begin DATA FOR THIS EXERCISE

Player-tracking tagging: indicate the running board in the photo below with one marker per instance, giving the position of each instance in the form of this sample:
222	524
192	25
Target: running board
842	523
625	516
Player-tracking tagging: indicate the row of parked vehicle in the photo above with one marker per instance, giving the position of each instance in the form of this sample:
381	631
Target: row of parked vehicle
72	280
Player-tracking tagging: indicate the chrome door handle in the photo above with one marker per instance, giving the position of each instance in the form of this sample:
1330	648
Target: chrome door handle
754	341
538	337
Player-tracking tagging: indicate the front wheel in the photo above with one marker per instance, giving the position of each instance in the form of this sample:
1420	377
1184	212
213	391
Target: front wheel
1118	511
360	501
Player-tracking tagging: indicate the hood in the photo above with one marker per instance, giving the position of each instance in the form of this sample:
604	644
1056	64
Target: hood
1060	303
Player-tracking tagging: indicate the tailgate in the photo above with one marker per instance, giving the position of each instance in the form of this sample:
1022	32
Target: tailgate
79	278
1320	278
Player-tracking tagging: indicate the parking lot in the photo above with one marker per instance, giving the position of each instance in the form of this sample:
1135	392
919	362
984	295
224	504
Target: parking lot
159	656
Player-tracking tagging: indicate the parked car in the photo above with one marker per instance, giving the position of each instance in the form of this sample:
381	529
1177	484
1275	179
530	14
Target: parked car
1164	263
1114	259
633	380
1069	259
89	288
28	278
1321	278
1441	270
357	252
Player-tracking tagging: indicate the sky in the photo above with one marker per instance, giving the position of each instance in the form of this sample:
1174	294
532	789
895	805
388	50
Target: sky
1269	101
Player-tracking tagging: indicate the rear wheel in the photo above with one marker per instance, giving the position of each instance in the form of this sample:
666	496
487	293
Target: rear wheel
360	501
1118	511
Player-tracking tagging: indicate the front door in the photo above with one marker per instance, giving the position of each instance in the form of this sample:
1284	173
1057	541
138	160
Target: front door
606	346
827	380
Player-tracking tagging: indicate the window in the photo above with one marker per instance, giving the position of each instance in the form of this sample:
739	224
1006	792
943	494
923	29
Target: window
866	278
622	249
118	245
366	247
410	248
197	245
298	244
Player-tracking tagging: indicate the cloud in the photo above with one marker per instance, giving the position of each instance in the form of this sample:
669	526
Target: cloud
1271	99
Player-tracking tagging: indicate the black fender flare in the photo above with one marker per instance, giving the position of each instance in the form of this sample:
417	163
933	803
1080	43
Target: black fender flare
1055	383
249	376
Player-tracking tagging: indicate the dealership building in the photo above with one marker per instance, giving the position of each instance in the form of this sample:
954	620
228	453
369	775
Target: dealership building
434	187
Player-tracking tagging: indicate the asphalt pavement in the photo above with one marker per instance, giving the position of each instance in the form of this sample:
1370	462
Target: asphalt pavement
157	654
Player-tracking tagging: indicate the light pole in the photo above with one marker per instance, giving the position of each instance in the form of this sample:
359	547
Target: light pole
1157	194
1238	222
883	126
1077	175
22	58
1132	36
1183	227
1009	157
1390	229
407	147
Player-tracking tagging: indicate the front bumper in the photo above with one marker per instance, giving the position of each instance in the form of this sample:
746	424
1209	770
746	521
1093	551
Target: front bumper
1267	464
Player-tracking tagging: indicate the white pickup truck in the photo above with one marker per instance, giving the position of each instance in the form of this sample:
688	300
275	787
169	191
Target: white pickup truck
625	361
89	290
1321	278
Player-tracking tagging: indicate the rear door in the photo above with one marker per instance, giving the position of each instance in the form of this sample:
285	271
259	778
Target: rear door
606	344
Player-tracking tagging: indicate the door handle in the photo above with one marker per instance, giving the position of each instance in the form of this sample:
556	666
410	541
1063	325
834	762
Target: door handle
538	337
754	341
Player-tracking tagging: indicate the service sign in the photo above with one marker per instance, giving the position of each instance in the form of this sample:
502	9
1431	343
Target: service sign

end DATA FOR THIS EXERCISE

Begin at the line that contains "Player-tracking tagging: indicate the rear door" and stop after the last line of the items, putting every line in that span into a numbered list with blank lines omitted.

1. Player-tracking tagging: indicate the rear door in the photo above with one marker per instance, giving the position of each instance in the form of this sample:
2. 285	271
3. 259	778
4. Target: rear door
5. 606	344
6. Player-tracking tagging: indicate the door handle in the photo above with one marker per instance, giving the position of each instance in the form of this sample:
7. 556	666
8. 410	541
9. 1063	325
10. 834	762
11. Target: door handle
12. 538	337
13. 754	341
14. Player-tracking tagging: indicate the service sign in the photo above with one marker per instance, giving the position of each instance in the form of this sample:
15. 502	9
16. 1431	343
17. Target: service sign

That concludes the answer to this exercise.